### [WHAT IS EXPECTED]
Only the lines from the top of the data through the one with "Caption verification task — the provided caption states the lily" are to be written out, each exactly as it stands.

[Data extracted from a collection]
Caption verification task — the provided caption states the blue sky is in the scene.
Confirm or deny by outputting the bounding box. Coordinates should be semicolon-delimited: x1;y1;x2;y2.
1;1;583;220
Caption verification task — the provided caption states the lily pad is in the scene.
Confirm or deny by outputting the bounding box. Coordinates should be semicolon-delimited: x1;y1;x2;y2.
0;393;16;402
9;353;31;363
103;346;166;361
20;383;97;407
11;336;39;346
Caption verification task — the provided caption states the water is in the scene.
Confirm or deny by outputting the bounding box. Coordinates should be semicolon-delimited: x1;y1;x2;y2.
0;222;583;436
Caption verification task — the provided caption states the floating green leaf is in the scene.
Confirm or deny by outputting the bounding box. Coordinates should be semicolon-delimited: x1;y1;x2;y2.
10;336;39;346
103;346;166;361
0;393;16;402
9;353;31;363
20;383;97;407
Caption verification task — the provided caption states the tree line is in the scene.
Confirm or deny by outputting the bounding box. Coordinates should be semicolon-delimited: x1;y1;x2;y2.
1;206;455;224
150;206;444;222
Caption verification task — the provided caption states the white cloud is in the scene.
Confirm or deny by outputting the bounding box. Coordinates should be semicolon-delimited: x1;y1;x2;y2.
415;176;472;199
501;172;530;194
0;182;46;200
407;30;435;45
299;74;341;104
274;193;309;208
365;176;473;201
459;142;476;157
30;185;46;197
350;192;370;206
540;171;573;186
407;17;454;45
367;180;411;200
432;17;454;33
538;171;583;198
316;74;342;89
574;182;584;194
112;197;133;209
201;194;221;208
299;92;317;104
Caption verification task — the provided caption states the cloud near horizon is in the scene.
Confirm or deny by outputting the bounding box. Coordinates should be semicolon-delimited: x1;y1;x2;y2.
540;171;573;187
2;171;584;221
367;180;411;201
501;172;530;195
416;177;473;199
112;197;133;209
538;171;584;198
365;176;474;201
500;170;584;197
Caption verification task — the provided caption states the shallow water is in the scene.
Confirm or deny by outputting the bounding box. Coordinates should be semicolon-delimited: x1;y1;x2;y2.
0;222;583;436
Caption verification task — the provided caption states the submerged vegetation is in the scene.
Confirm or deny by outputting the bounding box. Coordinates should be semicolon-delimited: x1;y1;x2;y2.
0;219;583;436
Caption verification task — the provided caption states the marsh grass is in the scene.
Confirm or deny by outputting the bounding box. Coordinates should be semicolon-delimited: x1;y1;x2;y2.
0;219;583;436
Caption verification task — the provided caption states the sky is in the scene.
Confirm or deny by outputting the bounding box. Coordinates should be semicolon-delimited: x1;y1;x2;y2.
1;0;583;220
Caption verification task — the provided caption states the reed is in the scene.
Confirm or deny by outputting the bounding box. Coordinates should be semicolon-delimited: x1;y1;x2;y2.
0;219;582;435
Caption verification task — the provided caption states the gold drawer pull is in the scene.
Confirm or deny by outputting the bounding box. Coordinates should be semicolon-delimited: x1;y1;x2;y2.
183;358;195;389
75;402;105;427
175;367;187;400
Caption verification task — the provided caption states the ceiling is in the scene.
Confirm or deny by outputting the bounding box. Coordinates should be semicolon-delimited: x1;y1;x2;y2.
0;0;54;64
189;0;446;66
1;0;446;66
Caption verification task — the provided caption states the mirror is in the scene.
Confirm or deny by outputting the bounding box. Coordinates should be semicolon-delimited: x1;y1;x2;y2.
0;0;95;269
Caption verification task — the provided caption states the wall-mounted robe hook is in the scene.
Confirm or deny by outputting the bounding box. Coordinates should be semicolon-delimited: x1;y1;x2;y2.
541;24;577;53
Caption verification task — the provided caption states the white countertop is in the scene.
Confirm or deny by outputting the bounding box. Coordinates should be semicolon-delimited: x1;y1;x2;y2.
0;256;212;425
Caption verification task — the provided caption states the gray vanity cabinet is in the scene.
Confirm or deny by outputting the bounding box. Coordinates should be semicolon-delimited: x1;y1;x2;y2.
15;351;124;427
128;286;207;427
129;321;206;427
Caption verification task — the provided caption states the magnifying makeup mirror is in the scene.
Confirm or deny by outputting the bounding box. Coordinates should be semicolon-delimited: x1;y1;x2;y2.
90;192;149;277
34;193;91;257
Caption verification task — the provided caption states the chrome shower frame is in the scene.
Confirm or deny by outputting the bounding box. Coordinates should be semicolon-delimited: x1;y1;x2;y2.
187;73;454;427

### [RESULT]
Caption verification task — the provided caption states the blue sky is in the scene.
Confirm or deny by outputting the bounding box. Coordinates should be semicolon-delimited: x1;y1;x2;y2.
1;1;583;220
Caption verification task — the provided caption states the lily pad is in the scene.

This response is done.